### EXERCISE:
Your task is to copy every line of the entries that contains "record".

### DATASET EXCERPTS:

::::::::::

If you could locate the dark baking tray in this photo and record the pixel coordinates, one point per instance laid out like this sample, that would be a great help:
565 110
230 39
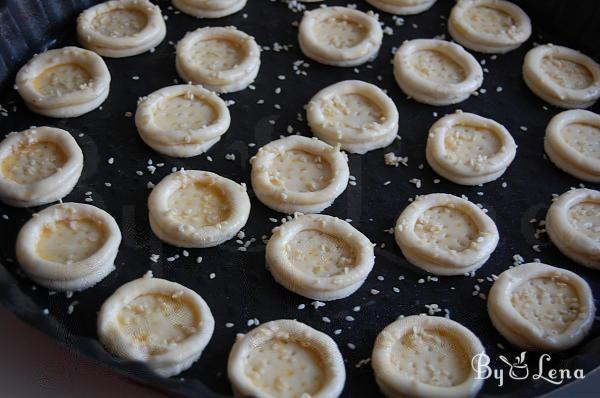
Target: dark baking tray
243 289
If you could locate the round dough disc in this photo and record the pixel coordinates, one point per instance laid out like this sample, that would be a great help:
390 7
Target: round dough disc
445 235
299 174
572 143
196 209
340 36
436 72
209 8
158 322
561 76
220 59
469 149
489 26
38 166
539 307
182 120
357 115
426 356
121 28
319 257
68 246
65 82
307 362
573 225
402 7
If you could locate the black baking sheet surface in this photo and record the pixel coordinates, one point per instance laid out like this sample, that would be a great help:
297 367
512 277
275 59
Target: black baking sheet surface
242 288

::::::::::

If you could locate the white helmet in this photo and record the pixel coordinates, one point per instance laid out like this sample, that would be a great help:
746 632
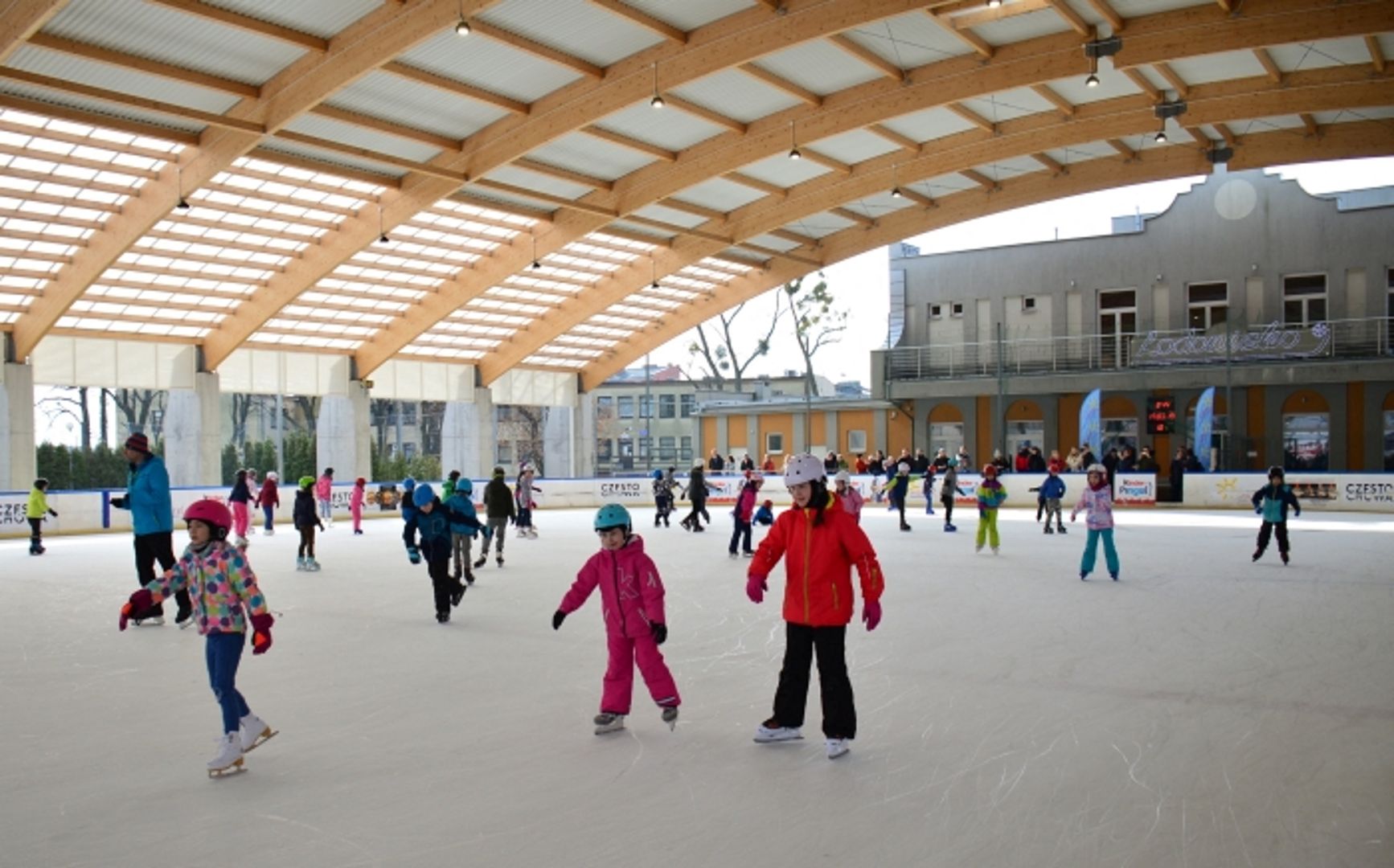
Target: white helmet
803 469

::::::::::

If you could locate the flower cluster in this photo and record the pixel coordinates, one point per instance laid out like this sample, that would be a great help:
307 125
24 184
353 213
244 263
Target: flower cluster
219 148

::::::::::

### EXPECTED ANSWER:
If you could locate the dark baking tray in this photo and record the pixel coordinates, one point per instance laid out like this sample, that would be a great help:
If you could locate the round dough disc in this photo and record the pixel coordinates, one point per instance laid out like this sample, that would be a great help:
If you could locate the black baking sheet surface in this photo and record the pixel coordinates, one point per instance laid out like this sample, that would be a great help:
If you could locate the white helmet in this photo and record the pixel coordinates, one point per instance laid out like this sample, that would be a great help:
If you could locate the flower cluster in this photo and record the pixel coordinates, one point per instance laid out like this sample, that would be a great help:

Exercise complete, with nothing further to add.